■ Consigne écrite 1
Répondez à ces questions sur le texte consacré à l'amitié, en marquant vos réponses de la même façon :
(a) À qui le texte compare-t-il la personne tutoyée qui s'accroche à ses rêves ?
(b) Quel mot forme à lui seul une phrase juste après l'évocation de l'amitié comme « quelque chose de rare et de sacré » ?
(c) D'après la dernière partie, dans quoi se joue l'amitié ?
■ Consigne écrite 2
Donnez la suite du texte sur l'amitié après sa dernière phrase, s'il vous plaît.

Je pourrais écrire mille choses, mille mots à celle ou celui qui serait au bout de ces mots, celui ou celle à qui seraient destinées ces phrases, ces quelques lignes qui parlent de nos vies, de nos états, de ces moments de grâce qui s’inscrivent dans le temps, de ces rencontres qui nous rendent plus forts, plus beaux, belles, nous enrichissent comme on s’enrichit en capitalisant l’affection, le vrai, le simple, le sincère, ces moments de connivences, de tendresses ou/et de valeurs partagées.
Je pourrais écrire des voiliers entiers de mots qui encouragent, qui donnent grâce à ce que tu écris, toi l’amie qui lit peut-être ce billet sur ce livre que tu as aimé, aux amies à qui je l’enverrai, sans qu’elle le sache parce que l’amitié est quelque chose de rare et de sacré, d’essentiel et de vital. 
Précieux.
Je pourrais t’écrire des paquets entiers de vagues, t’envoyer des bourrasques d’encouragements et de soutiens inconditionnels pour que ces rêves auxquels tu t’accroches tel un skipper à sa barre, te poussent vers tes mers et tes océans, tes traversées solitaires, folles et tourmentées, riantes et incroyables. Ces traversées où je ne suis jamais loin de toi, de cette encre que tu déposes.
Je pourrais oui te dire mille phrases.
Mais c’est dans le silence que se joue l’amitié, se tend la grâce d’un fil qui se noue, se construit au fil des pages lues, au fil des mots déposés. C’est dans la grâce et l’alchimie de la confiance et la croyance en l’autre.

■ Documents fournis
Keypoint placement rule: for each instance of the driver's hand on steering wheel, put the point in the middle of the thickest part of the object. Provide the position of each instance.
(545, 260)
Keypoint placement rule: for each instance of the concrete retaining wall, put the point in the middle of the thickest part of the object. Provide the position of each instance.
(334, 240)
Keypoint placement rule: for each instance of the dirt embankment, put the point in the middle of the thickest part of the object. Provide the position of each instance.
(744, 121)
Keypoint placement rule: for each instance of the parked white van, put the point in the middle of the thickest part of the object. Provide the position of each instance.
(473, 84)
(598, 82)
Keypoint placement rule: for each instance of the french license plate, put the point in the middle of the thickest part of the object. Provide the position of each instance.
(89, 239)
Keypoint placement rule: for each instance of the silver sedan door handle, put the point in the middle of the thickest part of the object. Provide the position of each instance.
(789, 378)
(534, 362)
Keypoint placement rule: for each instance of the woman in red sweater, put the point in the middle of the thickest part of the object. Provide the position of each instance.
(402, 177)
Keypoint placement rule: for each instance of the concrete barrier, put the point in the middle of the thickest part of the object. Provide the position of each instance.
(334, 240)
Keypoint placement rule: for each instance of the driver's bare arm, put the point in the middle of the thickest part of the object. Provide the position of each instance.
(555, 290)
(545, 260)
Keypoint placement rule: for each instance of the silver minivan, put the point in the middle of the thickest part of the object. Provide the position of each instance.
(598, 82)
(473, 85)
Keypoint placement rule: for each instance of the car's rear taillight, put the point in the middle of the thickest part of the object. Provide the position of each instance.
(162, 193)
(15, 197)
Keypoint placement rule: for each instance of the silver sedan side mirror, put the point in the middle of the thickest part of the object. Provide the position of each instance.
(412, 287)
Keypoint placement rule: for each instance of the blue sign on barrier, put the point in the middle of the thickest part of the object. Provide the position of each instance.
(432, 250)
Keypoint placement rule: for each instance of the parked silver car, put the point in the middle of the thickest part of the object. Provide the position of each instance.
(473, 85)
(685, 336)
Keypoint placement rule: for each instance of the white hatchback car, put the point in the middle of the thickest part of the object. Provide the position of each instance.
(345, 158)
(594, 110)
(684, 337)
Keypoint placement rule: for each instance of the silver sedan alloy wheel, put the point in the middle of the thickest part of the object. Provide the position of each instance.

■ Réponse écrite 1
(a) À un skipper à sa barre.
(b) « Précieux. »
(c) Dans le silence.

■ Réponse écrite 2
« Ne lâche rien. » qu’importe les pots noirs et les journées papier de verre. Tels seront les mots qui me viennent à la lecture de ce récit et des mots que tu écris. « Ne lâche rien », ricoche, écris et crois moi… je ne suis pas prête de te lâcher la main. Pas encore. Pas tout de suite.  Je ne suis pas prête… j’ai un livre à lire et « tu  n’imagines pas le nombre de solitaires que nous sommes autour de toi, en suspension dans l’air. » 

 « Si, à partir d’aujourd’hui, nous appelions l’échec « la victoire à l’envers ? Cela pourrait peut-être nous calmer non ?! »

« Ce que tu m’as écrit m’a sans doute transformé à jamais. »

« Ma joie est de te suivre au millimètre sur ton chemin liquide. »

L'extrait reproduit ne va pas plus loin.